SOURCE DOCUMENT:
╔══
Alarielle the Radiant is third and she’s the leader of Averlorn. Choosing her gives the faction effects of +2 capacity for Handmaidens and -75% cost for the Invocation of Isha rite. They also get a bonus for how much of Ulthuan is controlled by High Elves in the form of public order, construction cost, relations with other High Elves and income from buildings. While this is very powerful, it can also be a detriment if the island isn’t totally under control. Alarielle has some bonuses of her own too as she leaves lingering bonuses on any region she passes through but over the course of the game she gets weaker as chaos gets stronger. She starts with Sisters of Averlorn, Tree Kin and Dryads in her army. The climate preference of Averlorn is Frozen, Savannah, Magical Forest and Island are habitable, Temperate, Wasteland, Mountain and Jungle are unpleasant and Ocean, Chaotic Wasteland and Desert are uninhabitable. In battle she has 3 choices of mounts: the Elven Steed, Barded Ithilmar Steed and a Great Eagle. She is also a spell caster with access to the spells Pha’s protection, Banishment, Earth Blood, Shield of Thorns, Tempest and Arcane Unforging. Finally she has the abilities Life Bloom, Shield of Saphery, Boon of Isha and Arcane Conduit. In battle she’s best used in the back lines so she can support troops with spells but she can take on some weaker units in melee if it comes to it.
╚══
Extracted records:
╔══
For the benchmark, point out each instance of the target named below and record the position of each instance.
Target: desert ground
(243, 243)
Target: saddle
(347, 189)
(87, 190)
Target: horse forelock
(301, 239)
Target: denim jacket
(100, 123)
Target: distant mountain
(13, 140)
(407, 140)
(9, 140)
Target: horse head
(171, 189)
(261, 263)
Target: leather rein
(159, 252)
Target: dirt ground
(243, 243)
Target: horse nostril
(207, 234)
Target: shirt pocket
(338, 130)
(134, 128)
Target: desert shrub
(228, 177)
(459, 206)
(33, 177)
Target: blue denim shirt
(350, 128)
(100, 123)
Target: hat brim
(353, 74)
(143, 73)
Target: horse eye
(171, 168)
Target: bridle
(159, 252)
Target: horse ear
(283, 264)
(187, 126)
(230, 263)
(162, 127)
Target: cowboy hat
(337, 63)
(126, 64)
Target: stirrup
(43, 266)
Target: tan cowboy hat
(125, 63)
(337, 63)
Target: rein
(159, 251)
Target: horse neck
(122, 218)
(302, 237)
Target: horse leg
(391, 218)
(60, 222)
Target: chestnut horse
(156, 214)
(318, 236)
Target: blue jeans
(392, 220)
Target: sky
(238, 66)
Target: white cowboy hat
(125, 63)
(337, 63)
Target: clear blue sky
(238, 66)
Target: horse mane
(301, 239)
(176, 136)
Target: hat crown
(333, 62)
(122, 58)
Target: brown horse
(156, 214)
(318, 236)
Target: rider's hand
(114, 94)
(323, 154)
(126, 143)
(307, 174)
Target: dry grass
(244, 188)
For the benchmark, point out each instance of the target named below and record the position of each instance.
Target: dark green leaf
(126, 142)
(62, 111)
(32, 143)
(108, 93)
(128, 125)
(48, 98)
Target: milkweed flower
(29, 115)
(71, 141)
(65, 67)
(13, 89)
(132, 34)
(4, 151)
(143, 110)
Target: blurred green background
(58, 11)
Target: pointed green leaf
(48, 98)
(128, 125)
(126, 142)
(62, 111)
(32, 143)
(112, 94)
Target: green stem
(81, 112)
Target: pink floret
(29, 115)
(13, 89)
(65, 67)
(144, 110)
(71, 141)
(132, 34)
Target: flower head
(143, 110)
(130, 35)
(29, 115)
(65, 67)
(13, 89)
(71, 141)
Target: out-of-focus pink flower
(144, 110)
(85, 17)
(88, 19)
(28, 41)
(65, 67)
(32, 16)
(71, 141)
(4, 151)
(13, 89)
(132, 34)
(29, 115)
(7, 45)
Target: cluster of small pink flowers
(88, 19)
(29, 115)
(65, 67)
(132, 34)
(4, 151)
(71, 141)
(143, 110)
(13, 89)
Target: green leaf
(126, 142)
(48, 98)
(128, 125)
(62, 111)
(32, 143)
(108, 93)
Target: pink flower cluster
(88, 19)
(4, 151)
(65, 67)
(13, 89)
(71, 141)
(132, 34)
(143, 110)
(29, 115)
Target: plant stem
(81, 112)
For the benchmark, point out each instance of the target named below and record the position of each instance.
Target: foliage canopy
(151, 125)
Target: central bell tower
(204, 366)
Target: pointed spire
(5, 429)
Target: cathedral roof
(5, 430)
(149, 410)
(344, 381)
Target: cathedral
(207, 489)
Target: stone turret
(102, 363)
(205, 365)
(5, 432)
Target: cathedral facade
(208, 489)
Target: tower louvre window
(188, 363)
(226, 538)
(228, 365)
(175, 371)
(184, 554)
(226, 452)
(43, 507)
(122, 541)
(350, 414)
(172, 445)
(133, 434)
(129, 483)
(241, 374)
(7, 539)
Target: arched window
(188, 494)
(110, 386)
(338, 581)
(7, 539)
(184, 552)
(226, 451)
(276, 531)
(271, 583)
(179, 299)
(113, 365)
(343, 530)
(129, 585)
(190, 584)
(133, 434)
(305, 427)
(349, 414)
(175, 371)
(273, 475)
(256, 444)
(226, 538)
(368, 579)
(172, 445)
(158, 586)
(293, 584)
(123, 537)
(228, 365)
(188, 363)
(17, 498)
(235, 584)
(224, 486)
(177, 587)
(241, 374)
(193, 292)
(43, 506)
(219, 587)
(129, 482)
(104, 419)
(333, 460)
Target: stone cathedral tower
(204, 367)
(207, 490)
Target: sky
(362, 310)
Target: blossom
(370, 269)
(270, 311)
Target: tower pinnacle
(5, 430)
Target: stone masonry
╚══
EXERCISE REQUIREMENTS:
A. Print the Alarielle passage in full, word for word.
B. Output everything in the records from the line containing "Target: pointed spire" down to the final line of the records, with both ends included, and nothing else.
The Alarielle passage and the records are independent of each other and should be treated as separate material.

EXPECTED RESPONSES:
A.
Alarielle the Radiant is third and she’s the leader of Averlorn. Choosing her gives the faction effects of +2 capacity for Handmaidens and -75% cost for the Invocation of Isha rite. They also get a bonus for how much of Ulthuan is controlled by High Elves in the form of public order, construction cost, relations with other High Elves and income from buildings. While this is very powerful, it can also be a detriment if the island isn’t totally under control. Alarielle has some bonuses of her own too as she leaves lingering bonuses on any region she passes through but over the course of the game she gets weaker as chaos gets stronger. She starts with Sisters of Averlorn, Tree Kin and Dryads in her army. The climate preference of Averlorn is Frozen, Savannah, Magical Forest and Island are habitable, Temperate, Wasteland, Mountain and Jungle are unpleasant and Ocean, Chaotic Wasteland and Desert are uninhabitable. In battle she has 3 choices of mounts: the Elven Steed, Barded Ithilmar Steed and a Great Eagle. She is also a spell caster with access to the spells Pha’s protection, Banishment, Earth Blood, Shield of Thorns, Tempest and Arcane Unforging. Finally she has the abilities Life Bloom, Shield of Saphery, Boon of Isha and Arcane Conduit. In battle she’s best used in the back lines so she can support troops with spells but she can take on some weaker units in melee if it comes to it.

B.
Target: pointed spire
(5, 429)
Target: cathedral roof
(5, 430)
(149, 410)
(344, 381)
Target: cathedral
(207, 489)
Target: stone turret
(102, 363)
(205, 365)
(5, 432)
Target: cathedral facade
(208, 489)
Target: tower louvre window
(188, 363)
(226, 538)
(228, 365)
(175, 371)
(184, 554)
(226, 452)
(43, 507)
(122, 541)
(350, 414)
(172, 445)
(133, 434)
(129, 483)
(241, 374)
(7, 539)
Target: arched window
(188, 494)
(110, 386)
(338, 581)
(7, 539)
(184, 552)
(226, 451)
(276, 531)
(271, 583)
(179, 299)
(113, 365)
(343, 530)
(129, 585)
(190, 584)
(133, 434)
(305, 427)
(349, 414)
(175, 371)
(273, 475)
(256, 444)
(226, 538)
(368, 579)
(172, 445)
(158, 586)
(293, 584)
(123, 537)
(228, 365)
(188, 363)
(17, 498)
(235, 584)
(224, 486)
(177, 587)
(241, 374)
(193, 292)
(43, 506)
(219, 587)
(129, 482)
(104, 419)
(333, 460)
Target: stone cathedral tower
(204, 367)
(207, 490)
Target: sky
(362, 310)
Target: blossom
(370, 269)
(270, 311)
Target: tower pinnacle
(5, 430)
Target: stone masonry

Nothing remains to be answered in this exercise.